Short problem:
Pull out each line of the data below that contains the string "Shape", and list those lines in their original order.

Input rows:
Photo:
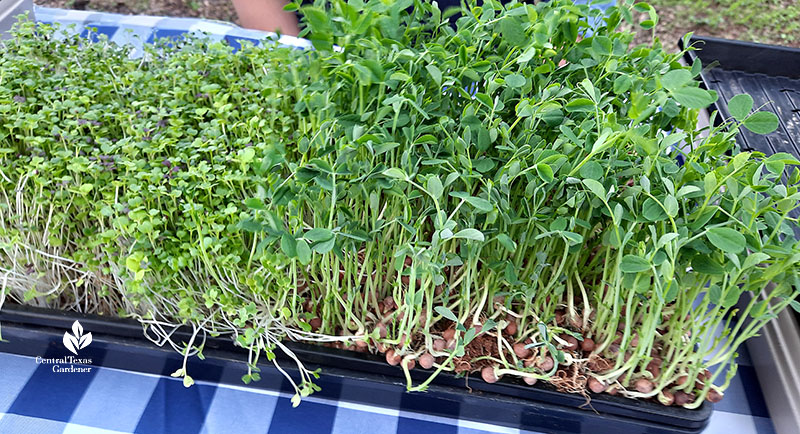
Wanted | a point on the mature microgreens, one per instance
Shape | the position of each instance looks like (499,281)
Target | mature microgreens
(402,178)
---
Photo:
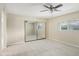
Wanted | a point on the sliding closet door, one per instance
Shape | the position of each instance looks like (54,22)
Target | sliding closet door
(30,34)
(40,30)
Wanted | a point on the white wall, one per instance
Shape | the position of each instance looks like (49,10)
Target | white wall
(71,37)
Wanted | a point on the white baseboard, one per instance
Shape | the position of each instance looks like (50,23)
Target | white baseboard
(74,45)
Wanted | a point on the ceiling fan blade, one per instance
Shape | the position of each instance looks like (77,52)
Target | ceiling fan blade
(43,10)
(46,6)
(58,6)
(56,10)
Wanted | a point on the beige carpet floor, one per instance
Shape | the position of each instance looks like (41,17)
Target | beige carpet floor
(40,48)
* * *
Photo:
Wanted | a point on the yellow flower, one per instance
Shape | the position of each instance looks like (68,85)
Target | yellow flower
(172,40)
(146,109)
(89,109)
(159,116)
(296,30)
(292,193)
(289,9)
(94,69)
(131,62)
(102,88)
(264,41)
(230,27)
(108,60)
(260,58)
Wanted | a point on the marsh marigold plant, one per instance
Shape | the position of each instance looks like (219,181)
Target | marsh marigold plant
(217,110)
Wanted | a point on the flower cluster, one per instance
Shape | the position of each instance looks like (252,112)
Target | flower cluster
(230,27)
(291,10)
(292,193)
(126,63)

Reply to the exercise:
Shape | the position of each instance looks like (499,281)
Shape | the position of each instance looks like (54,22)
Shape | the position of each instance looks like (49,10)
Shape | the position of each instance looks like (50,23)
Shape | the position of each instance looks like (77,52)
Shape | the position of each instance looks like (41,17)
Shape | the position of each instance looks like (68,85)
Shape | the position of each instance looks like (219,181)
Shape | the position of each instance looks like (252,112)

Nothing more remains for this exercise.